> **Written exercise**: Each record must be retyped in full. No character may differ.

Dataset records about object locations
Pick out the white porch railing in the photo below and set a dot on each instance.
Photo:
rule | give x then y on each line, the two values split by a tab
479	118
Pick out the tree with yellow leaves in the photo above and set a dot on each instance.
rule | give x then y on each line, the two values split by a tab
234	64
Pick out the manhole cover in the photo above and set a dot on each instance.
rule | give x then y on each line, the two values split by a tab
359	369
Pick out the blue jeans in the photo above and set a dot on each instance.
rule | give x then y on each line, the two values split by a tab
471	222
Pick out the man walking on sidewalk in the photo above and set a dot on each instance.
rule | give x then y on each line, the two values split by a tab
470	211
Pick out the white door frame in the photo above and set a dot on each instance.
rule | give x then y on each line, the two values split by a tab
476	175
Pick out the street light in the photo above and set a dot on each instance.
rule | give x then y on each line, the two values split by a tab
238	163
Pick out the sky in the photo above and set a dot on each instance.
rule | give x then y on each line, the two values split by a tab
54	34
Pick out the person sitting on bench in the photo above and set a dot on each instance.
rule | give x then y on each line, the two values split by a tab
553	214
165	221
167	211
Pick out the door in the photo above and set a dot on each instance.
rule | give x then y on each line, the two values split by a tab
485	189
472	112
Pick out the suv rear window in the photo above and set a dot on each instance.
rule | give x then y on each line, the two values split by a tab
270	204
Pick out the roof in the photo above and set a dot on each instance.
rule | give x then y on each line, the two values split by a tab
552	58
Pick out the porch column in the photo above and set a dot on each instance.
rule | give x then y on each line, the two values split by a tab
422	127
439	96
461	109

> **Answer in full**:
Pick out the white porch railing in the photo below and set a dot on each instance.
Photo:
rule | give x then y on each line, the two values split by a tab
479	118
Pick out the tree with yellow leaves in the photo above and set a dot on each instance.
rule | give x then y on each line, the two values split by a tab
234	64
Pick out the manhole cover in the photo above and set a dot on each instance.
rule | give x then y on each line, the two values split by a tab
359	369
Pick out the blue jeans in the photo above and set a dot on each instance.
rule | give x then y on each line, the two values split by a tab
471	222
Pick out the man walking on sidewalk in the photo above and set a dot on each instance.
rule | give x then y on each line, the two values split by a tab
470	211
Pick out the white door frame in the photo above and set a dot on each instance.
rule | give x then y on each line, the two values split by a tab
476	175
Pick out the street light in the photo above and set a dot on each instance.
rule | give x then y on each line, the two values split by a tab
238	163
Pick out the sky in the photo above and set a dot on each instance.
rule | give x then y on each line, the two values split by a tab
54	34
Pick out the person sitting on bench in the photo above and set a dot on each instance.
rule | give x then y on each line, the two values split by a tab
553	214
165	221
167	211
Pick out the door in the photo above and set a dot on each instance.
rule | give x then y on each line, the two values split by a tab
485	189
472	112
Pick out the suv rear window in the photo above and set a dot on each instance.
rule | give x then y on each line, the two values split by a tab
270	204
Pick out the roof in the photo above and set a dot on each instance.
rule | give x then y on each line, the two values split by a tab
552	58
Pick out the porch column in the photo above and set a dot on each instance.
rule | give x then y on each line, the two values split by a tab
422	127
439	96
461	109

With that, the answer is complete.